» Text section:

>>>>>

They opposed secession and would not serve in the secession army. Many of them are owners of property in this place, but they left their homes and their families and herded together for protection against small bands of pursuers, scattering again when a larger force was sent after them. Now that the coast is clear, they offer to act as scouts or to fight in the ranks for the Union cause. Nearly enough for a regiment have reported. They are well armed and are ready to use their guns against the common enemy. They are not the poor whites, who are as ignorant as the blacks, but are intelligent men, and the stories they tell of the wrongs they have suffered and the sufferings they have endured have made my blood boil with sympathy for them. They swear Alexandria shall never again be in possession of their enemies, for they will burn it to the ground before that happens. They call themselves "Jay-hawkers" and seem proud of the name. It seems wicked to doubt their sincerity, and yet I can't help thinking what a slick trick it would be for the Rebels to cut these men loose from their army and send them among us with just such a story as they tell. Now and then one could slip away and not be missed as regular enlisted soldiers would, and so every plan and every move we make be carried straight to them.

Rumor says Colonel Bostwick has been detailed at headquarters; and Lieutenant Colonel Parker has been appointed superintendent of recruiting service in this department.

_March 30, 1864._

_Wednesday._ New orders already. Major Palon, with Lieutenants Bell, Dillon and Van Alstyne, is to go to Natchitoches for recruits. The Jay-hawkers say every one of the recruiting squad is known by name to General Mouton, and that he also has a pretty good description of each one. He has had this ever since we camped on his plantation last fall.

If any are captured we are to be tried by the civil authorities for "n.i.g.g.e.r stealing," the penalty for which is death. How General Mouton got all this information the Jay-hawkers say they don't know, but if what I have been mean enough to hint at should be true, then it all becomes plain. It seems to me they should be watched until they prove their sincerity by their works. We begin to think we are somebody after all, to be mentioned in general orders, even if it is only to advertise us as "n.i.g.g.e.r-stealers."

We boarded the steamer Jennie Rogers at noon. I tried to get Tony to stay back, telling him the Jay-hawker story and that if he was caught in our company his fate would be as bad or worse than ours. At first he decided to stay, but as we were going on board he changed his mind and would go, saying, "If the Rebels get you, then I'm going to die wid you." We ran up to the rapids and stopped. The gunboat Ozart had got fast in the mud by going too close to the opposite bank. A big rope was run across the river to a tree and made fast, and the machinery on the Ozart went to winding up on it, thinking to pull herself loose. Next, another rope was tied to the middle of the big one, and a tugboat began pulling on it, the Ozart all the time winding up the slack. The big rope, or hawser as they call it, was finally pulled high enough so the tug could go under it, and then it went up-stream as far as the rope would let it, and then, with a full head of steam, came down under it, fetching up with a tremendous yank on the hawser, which made the water fly from it in all directions. This was done several times, but the Ozart was still there. Then a tree was cut and one end brought on board, the other resting against the bank. In some way, tackles were rigged so that the tree was made to push, and the tug giving one more pull, the Ozart came loose from the bank and seemed none the worse for the tugging she had had. The line across the river was then taken in and the Jennie Rogers went on for ten or a dozen miles and tied up for the night.

<<<<<

» Supplied entries:
>>>>>

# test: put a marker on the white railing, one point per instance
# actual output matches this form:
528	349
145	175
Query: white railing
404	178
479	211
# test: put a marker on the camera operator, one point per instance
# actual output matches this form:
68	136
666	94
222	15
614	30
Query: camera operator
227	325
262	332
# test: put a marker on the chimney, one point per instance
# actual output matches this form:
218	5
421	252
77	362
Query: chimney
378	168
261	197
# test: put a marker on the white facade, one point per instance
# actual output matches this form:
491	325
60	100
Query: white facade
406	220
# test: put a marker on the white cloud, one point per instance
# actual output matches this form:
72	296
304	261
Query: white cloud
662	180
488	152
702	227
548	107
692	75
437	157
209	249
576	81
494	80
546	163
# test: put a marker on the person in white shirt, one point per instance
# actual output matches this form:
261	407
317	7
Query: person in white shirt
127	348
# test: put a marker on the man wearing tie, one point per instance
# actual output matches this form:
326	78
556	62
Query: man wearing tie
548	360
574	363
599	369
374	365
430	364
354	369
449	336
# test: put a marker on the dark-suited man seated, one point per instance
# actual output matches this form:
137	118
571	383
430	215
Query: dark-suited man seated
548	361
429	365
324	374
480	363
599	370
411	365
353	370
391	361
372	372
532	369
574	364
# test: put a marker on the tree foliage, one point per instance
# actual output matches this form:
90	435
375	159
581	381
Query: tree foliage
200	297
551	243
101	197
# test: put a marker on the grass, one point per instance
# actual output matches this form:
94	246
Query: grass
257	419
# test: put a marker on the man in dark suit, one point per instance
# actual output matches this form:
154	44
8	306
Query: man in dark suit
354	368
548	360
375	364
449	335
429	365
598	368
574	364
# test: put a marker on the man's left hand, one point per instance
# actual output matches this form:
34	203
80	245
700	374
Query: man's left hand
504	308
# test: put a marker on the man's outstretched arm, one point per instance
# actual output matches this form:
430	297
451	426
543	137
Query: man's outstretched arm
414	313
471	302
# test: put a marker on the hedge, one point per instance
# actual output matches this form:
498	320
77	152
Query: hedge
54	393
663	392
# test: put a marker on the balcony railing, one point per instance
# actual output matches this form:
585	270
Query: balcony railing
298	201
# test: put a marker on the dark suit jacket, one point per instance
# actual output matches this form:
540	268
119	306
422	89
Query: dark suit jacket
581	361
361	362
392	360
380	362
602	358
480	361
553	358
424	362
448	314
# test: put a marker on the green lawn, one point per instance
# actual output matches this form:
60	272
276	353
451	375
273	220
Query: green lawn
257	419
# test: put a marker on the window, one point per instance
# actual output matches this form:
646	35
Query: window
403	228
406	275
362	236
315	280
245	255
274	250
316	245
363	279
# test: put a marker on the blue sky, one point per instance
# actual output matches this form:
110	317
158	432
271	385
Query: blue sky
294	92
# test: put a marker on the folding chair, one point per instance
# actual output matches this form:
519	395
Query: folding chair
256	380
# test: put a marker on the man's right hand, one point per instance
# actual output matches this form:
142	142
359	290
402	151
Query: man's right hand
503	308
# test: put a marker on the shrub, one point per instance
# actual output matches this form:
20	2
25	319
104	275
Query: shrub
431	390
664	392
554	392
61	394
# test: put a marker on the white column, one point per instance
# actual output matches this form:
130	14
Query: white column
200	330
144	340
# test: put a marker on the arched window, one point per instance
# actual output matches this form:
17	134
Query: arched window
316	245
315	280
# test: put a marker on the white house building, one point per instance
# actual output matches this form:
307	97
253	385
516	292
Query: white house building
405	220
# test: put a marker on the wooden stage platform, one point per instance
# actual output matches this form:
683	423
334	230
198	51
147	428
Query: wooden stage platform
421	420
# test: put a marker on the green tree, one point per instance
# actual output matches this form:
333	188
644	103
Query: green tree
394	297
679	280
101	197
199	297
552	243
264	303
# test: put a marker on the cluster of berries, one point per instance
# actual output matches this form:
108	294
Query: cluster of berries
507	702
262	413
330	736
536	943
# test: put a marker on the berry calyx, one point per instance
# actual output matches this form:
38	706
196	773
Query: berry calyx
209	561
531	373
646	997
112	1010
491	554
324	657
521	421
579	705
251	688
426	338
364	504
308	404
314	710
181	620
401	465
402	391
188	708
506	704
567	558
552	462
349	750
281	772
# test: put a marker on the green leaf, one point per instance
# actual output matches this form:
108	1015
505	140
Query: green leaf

<<<<<

» Tasks to carry out:
a: Reproduce the part of the diary entry starting at "Rumor says Colonel" and ending at "in this department.".
b: In the records, swap "instance" for "occurrence" in the lines starting at the one containing "# test: put a marker on the white house" and ending at the end of the records. Give back only those lines, with nothing else changed.

» Expected responses:
a:
Rumor says Colonel Bostwick has been detailed at headquarters; and Lieutenant Colonel Parker has been appointed superintendent of recruiting service in this department.

b:
# test: put a marker on the white house building, one point per occurrence
# actual output matches this form:
307	97
253	385
516	292
Query: white house building
405	220
# test: put a marker on the wooden stage platform, one point per occurrence
# actual output matches this form:
683	423
334	230
198	51
147	428
Query: wooden stage platform
421	420
# test: put a marker on the green tree, one point per occurrence
# actual output matches this form:
333	188
644	103
Query: green tree
394	297
679	280
101	197
199	297
552	243
264	303
# test: put a marker on the cluster of berries, one point per occurrence
# actual output matches this form:
108	294
Query: cluster of berries
507	702
262	413
330	736
536	943
# test: put a marker on the berry calyx, one point per occurrence
# actual output matches this form:
38	706
196	773
Query: berry calyx
209	561
531	373
646	997
112	1010
491	554
324	657
521	421
579	705
251	688
426	338
364	504
308	404
314	710
181	620
401	465
402	391
188	708
506	704
567	558
552	462
349	750
281	772
# test: put a marker on the green leaf, one point per occurrence
# actual output matches this form:
108	1015
505	140
Query: green leaf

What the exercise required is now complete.